=== Passage to read ===
········
Thread: Query result differences between PostgreSQL 17 vs 16

Query result differences between PostgreSQL 17 vs 16

From
Ronald Cruz
Date:

Hi,

We have observed an issue after upgrading to PostgreSQL 17 that caused us to roll back to 16. Some of our queries are returning what I believe to be erroneous results.

I've attached two files here that can be used to reproduce what I'm seeing:

schema_plus_data.sql - This contains a pg_dump of a reproducible test case with a contrived schema and dataset of our use case.

reproducer.sql - This isn't necessary, but perhaps you find it helpful. This is a SQL script used to generate the schema and random data that hits this edge case. It was used to generate the previous file and it has reliably hit the issue so far from the handful of times I've tried.

The query I'm observing issues for is the following:

SELECT * FROM rc1
    LEFT JOIN rc2 ON rc2.rc1_reference = rc1.description
    LEFT JOIN rc3 ON rc2.id = rc3.rc2_reference
    LEFT JOIN LATERAL rc_select(rc3.id) ON rc3.id IS NOT NULL;

Under PostgreSQL 17, I'm seeing ~400k results returned, whereas in PostgreSQL 16, I see ~6k. The results I believe to be erroneous are those that have 'BUG HIT' in the output for PostgreSQL 17. These are results joined from rc_select where rc3.id is null. I'm not expecting to see any of these rows as is the case in PostgreSQL 16 output (and 15 as well from prior experience).
········
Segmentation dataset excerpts
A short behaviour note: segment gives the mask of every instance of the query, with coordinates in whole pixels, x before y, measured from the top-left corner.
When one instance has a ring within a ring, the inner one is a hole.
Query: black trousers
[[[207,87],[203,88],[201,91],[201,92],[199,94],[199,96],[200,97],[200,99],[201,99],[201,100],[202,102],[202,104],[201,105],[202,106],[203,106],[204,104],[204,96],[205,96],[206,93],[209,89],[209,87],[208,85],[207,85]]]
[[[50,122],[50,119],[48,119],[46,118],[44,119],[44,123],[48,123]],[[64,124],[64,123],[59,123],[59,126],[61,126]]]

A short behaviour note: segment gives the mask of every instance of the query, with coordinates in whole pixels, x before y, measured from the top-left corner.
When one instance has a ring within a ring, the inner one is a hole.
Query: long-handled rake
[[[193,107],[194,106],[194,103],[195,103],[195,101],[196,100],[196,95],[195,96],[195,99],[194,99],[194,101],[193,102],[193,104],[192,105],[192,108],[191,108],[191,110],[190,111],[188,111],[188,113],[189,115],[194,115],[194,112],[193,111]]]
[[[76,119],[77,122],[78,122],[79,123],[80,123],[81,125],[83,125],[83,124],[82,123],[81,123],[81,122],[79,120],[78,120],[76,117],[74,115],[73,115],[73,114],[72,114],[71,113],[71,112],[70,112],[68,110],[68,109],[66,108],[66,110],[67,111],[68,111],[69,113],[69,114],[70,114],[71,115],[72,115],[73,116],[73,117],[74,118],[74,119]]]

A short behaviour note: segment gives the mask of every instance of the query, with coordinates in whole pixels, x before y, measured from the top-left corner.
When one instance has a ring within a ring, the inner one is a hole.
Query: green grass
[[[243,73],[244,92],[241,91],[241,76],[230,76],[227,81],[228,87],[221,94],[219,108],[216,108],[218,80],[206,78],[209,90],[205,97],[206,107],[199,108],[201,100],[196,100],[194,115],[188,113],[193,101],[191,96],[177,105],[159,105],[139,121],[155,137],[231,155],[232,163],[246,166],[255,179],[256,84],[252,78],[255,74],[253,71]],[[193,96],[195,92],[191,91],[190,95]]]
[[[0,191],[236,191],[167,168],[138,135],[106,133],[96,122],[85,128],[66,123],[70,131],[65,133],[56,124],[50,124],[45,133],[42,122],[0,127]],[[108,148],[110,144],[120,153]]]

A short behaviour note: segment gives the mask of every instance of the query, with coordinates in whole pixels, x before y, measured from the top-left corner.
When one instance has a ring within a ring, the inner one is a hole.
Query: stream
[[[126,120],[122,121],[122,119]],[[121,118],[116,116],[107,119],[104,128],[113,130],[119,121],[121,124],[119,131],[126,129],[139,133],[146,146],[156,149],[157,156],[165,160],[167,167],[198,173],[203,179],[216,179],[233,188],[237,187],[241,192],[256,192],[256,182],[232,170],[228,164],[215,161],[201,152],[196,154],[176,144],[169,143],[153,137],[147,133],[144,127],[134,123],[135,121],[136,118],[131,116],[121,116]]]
········
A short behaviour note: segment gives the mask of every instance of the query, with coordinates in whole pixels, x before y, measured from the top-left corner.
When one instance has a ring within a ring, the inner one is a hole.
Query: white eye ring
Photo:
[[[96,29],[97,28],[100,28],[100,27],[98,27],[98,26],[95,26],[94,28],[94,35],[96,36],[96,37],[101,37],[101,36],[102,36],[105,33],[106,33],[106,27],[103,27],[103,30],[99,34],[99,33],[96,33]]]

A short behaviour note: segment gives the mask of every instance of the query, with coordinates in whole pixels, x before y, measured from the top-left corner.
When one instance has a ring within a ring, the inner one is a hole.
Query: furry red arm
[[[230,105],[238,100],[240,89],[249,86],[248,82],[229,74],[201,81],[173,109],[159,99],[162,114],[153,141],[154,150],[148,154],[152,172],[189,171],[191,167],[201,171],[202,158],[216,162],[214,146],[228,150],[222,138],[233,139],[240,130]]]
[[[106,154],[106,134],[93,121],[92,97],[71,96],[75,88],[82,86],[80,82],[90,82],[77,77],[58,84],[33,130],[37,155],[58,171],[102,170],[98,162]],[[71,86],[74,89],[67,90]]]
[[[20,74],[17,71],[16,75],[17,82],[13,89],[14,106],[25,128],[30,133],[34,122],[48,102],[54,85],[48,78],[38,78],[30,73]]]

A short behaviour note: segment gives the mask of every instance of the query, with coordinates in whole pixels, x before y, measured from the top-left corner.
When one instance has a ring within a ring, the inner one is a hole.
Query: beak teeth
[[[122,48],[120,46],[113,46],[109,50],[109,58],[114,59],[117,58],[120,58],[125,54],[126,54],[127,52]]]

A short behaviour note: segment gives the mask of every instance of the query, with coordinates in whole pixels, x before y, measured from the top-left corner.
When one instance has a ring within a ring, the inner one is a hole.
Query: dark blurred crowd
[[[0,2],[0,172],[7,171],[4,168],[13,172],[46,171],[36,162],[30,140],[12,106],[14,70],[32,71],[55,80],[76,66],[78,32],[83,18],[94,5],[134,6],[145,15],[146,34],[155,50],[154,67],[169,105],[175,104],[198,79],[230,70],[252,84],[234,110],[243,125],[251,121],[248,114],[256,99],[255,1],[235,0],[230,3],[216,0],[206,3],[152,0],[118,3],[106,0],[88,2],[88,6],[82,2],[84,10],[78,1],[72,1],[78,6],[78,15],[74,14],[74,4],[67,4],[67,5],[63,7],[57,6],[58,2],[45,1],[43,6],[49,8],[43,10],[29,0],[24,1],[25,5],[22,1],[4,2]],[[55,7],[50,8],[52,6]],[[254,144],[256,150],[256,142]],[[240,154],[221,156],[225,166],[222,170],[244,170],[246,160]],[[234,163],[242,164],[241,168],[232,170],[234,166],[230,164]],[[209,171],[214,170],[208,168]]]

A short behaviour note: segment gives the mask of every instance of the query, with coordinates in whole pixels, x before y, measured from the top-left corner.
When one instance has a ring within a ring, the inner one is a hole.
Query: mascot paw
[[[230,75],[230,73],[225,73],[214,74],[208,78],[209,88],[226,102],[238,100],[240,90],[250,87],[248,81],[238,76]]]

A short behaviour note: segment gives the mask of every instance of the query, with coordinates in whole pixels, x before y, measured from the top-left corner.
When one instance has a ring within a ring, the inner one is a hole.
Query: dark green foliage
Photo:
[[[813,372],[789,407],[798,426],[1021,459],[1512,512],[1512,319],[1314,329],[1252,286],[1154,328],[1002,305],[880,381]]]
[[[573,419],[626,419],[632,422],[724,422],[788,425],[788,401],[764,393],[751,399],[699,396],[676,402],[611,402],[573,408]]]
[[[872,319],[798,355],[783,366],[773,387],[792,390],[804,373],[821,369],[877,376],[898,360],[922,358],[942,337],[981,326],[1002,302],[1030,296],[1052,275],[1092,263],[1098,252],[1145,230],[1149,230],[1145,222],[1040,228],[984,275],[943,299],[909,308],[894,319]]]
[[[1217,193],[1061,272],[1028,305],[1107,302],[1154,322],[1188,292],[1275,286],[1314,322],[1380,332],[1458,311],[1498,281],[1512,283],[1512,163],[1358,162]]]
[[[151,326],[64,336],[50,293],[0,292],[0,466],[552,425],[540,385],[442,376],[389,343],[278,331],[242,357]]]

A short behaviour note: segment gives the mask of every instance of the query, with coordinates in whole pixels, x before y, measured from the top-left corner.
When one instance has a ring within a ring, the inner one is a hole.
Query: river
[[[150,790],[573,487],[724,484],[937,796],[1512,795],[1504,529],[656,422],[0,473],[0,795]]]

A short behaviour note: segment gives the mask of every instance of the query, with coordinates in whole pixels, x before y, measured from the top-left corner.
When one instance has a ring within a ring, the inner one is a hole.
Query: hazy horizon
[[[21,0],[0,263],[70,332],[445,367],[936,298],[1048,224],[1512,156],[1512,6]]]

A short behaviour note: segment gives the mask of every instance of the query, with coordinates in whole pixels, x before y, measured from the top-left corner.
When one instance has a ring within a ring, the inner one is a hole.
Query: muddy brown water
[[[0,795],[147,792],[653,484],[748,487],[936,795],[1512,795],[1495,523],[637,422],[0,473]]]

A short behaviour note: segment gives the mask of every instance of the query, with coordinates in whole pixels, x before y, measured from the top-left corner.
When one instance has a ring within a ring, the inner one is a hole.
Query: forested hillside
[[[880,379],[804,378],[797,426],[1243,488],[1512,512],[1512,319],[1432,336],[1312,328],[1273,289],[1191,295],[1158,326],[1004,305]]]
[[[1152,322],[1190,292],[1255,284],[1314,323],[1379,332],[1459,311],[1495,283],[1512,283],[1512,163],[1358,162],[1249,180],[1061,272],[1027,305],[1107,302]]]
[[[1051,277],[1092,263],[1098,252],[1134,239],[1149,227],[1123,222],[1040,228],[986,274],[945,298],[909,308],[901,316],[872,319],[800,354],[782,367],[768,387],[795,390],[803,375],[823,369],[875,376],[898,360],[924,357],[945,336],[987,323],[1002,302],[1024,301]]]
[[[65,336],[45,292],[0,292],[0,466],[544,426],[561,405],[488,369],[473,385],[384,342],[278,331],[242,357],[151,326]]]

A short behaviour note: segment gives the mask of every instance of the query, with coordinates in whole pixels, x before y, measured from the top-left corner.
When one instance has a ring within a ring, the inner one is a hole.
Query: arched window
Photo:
········
=== To-do list ===
(a) In the PostgreSQL 17 vs 16 thread, what text appears in the PostgreSQL 17 output for the rows believed to be erroneous?
(b) Carry on the PostgreSQL 17 vs 16 thread from the point where it ends.

=== Responses ===
(a) 'BUG HIT'

(b)
I've observed this behavior in the latest PostgreSQL 17.4 but have also encountered this in 17.2 and 17.3. The OS being used is RHEL 9.5 (plow). Please let me know if you need any more information.

Thank you in advance for any help,
Ron


Attachment

Re: Query result differences between PostgreSQL 17 vs 16

From
Bruce Momjian
Date:
On Fri, Feb 21, 2025 at 11:13:17AM -0500, Ronald Cruz wrote:
> Hi,
> 
> We have observed an issue after upgrading to PostgreSQL 17 that caused us to
> roll back to 16. Some of our queries are returning what I believe to be
> erroneous results.
> 
> I've attached two files here that can be used to reproduce what I'm seeing:
> 
> schema_plus_data.sql - This contains a pg_dump of a reproducible test case with
> a contrived schema and dataset of our use case.
> 
> reproducer.sql - This isn't necessary, but perhaps you find it helpful. This is
> a SQL script used to generate the schema and random data that hits this edge
> case. It was used to generate the previous file and it has reliably hit the
> issue so far from the handful of times I've tried.
> 
> The query I'm observing issues for is the following:
> 
> SELECT * FROM rc1
>     LEFT JOIN rc2 ON rc2.rc1_reference = rc1.description
>     LEFT JOIN rc3 ON rc2.id = rc3.rc2_reference
>     LEFT JOIN LATERAL rc_select(rc3.id) ON rc3.id IS NOT NULL;
> 
> Under PostgreSQL 17, I'm seeing ~400k results returned, whereas in PostgreSQL
> 16, I see ~6k. The results I believe to be erroneous are those that have 'BUG
> HIT' in the output for PostgreSQL 17. These are results joined from rc_select
> where rc3.id is null. I'm not expecting to see any of these rows as is the case
> in PostgreSQL 16 output (and 15 as well from prior experience).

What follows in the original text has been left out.